──────── EXCERPT

Healing your inner child after sexual abuse
“Survivors of childhood sexual abuse (CSA) often have conflicting feelings and opinions about the child they were at the time of the abuse. A CSA survivor might be mad at the child they were back then for not fighting back, not running away, or not telling. There might be the feeling that this child caused the abuse and therefore is responsible for the pain being felt now as an adult. Many of these feelings end up internalized as anger or resentment towards an inner child, representative of a childhood self.”
Below is an excerpt from my book “Undaunted: Breaking my silence to overcome the trauma of child sexual abuse. In the excerpt I write about one of the conversations I had with my inner child. I never would have attempted this work alone. I was only able to attempt it because I was working with a specialized trauma therapist and I had progressed far enough in my recovery to have the strength to tackle this work. Healing your inner child is very intense work and I strongly recommend consulting a therapist of your own before exploring this aspect of healing.
“Please sit down. I would like to have a talk.” I knew I was at a point where I needed to sit down with this young, scared, and lost boy. He needed to hear what I had to say, and I needed to put into words what I had been feeling. We sat there for a quiet moment. I just looked into his empty blue eyes as he returned the stare right back into mine. He was dressed in torn up jeans and a filthy t-shirt that he had worn for the past week. His blonde hair was long and unkempt, like he had just woken up from another restless night where sleep escaped him.
“The first thing I want to say is, I believe you.” He was no longer looking at me. “You are the bravest person I have ever met, and I will do all that I can to make sure you no longer get hurt.” I know he hears me but there is no reaction.
Is this child that stubborn? Was he never taught to look at someone who is speaking to him? Is he a bad kid with no respect for others? No. I know these things are not true about him. He is scared. He has been afraid for most of his life. It has been a life that taught him to trust no one, especially men. It is a fear that most likely started from birth, but as he has explained to me, his first memory is being around two years old. His alcoholic biological father has him sitting on a bed and is kneeling at his feet, holding the red-hot flame of a cigarette lighter to his tiny, fragile toes. His father, his protector, is causing him excruciating pain. As he cries out, his mother and grandfather are beating on the door. He can hear the panic in their voices as they plead with his father to let him go. As the tears roll down over his little cheeks, he sees that his father is laughing. Then darkness overtakes him completely. This was his beginning.
“Look at me, please. You need to know that I love you and I will never hurt you.”
As he looks up at me, I see those blue eyes and I see the tears. In that moment I can’t control myself, and we both cry together. I want to hug him but I do not want to invade his boundaries. I am here with him, having the hardest conversation either of us has ever had. It will have to be enough for now. This little boy has experienced so much in his life, and here he is, still standing. I know he won’t speak during this conversation. Words have been beaten out of him, and the threats from the offenders are real. It is now my duty to protect this child and give him the opportunity to see a world he has only imagined existed.
After his victimization from his biological father, a man who was supposed to protect him and nurture him, his adoptive father then sexually victimized this innocent boy. I wasn’t there to protect him at the time. That would never happen again.
“I want to thank you for what you have done for us. I know you lost your childhood, but now I am giving that back. It is my turn to carry the pain and put it away for good. You are my hero, and I will forever be thankful and inspired by your strength. Always know that none of this was your fault. Now you go play. I have work to do.”
As we stood, he hugged me tightly and for the first time I heard his fragile, scared little voice: “I love you.” The tears started to roll from my eyes once again.

────────────────

### THINGS TO DO
- a) In the piece on healing your inner child after sexual abuse, how old was the boy at the time of his first memory?
- b) In the piece on healing your inner child after sexual abuse, rewrite the stretch from "Below is an" through "aspect of healing.", substituting "counselor" for "therapist".

──────── DATASET EXTRACT

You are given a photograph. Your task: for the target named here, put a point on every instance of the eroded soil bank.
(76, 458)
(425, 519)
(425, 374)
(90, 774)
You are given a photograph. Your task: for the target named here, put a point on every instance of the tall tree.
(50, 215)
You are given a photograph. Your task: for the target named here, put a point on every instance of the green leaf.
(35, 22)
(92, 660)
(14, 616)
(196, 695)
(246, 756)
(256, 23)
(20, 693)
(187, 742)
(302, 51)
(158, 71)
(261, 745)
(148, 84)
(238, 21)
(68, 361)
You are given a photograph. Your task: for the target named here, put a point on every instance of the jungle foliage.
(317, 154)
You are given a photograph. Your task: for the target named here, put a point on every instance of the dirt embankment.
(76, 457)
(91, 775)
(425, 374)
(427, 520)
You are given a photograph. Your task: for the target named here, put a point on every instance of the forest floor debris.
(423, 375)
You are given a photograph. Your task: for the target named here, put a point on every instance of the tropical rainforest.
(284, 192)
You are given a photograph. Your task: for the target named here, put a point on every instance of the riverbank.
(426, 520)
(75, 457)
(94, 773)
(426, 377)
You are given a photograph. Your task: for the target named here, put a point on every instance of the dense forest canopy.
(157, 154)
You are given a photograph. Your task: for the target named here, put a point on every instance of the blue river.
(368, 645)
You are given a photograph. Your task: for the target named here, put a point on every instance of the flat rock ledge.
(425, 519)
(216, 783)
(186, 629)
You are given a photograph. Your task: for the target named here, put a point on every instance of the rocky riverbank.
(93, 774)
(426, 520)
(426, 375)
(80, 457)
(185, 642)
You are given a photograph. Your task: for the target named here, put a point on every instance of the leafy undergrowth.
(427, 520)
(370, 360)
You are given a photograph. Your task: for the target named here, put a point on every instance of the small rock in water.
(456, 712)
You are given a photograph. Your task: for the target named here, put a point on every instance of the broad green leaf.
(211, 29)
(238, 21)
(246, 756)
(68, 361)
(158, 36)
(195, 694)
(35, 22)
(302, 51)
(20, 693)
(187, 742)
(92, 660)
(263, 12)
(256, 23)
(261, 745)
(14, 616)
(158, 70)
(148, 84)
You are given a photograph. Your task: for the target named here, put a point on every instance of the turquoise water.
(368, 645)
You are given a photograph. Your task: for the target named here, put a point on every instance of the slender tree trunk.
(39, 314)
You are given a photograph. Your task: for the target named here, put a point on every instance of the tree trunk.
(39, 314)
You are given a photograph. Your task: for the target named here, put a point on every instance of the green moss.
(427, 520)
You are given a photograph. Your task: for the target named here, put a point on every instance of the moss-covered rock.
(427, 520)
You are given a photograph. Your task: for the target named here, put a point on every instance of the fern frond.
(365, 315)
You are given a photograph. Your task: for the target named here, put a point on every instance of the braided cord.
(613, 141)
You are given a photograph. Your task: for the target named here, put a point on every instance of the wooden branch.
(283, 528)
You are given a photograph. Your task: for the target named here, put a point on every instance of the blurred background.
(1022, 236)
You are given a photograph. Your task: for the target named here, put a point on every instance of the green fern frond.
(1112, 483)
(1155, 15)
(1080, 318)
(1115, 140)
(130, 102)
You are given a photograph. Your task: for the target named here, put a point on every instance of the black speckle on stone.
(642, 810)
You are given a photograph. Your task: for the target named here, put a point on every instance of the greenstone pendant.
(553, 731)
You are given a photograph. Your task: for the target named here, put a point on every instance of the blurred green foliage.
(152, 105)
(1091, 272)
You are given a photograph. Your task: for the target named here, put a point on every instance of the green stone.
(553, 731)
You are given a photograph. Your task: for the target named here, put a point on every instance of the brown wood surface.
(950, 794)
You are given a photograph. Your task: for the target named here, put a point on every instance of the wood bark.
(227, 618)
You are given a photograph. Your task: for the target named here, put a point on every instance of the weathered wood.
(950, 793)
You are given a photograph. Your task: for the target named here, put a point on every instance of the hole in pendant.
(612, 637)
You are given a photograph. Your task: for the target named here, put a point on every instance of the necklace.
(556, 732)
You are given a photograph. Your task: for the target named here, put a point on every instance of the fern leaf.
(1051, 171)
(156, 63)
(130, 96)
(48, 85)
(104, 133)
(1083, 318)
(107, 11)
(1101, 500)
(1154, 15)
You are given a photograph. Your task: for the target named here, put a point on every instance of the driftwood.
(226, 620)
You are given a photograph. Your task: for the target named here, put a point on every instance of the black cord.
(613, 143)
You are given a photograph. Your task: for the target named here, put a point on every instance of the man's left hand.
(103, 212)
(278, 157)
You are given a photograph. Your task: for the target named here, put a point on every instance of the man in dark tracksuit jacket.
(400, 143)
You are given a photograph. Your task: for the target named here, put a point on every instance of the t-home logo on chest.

────────────────

### ANSWERS TO EACH TASK
- a) Around two years old.

- b)
Below is an excerpt from my book “Undaunted: Breaking my silence to overcome the trauma of child sexual abuse. In the excerpt I write about one of the conversations I had with my inner child. I never would have attempted this work alone. I was only able to attempt it because I was working with a specialized trauma counselor and I had progressed far enough in my recovery to have the strength to tackle this work. Healing your inner child is very intense work and I strongly recommend consulting a counselor of your own before exploring this aspect of healing.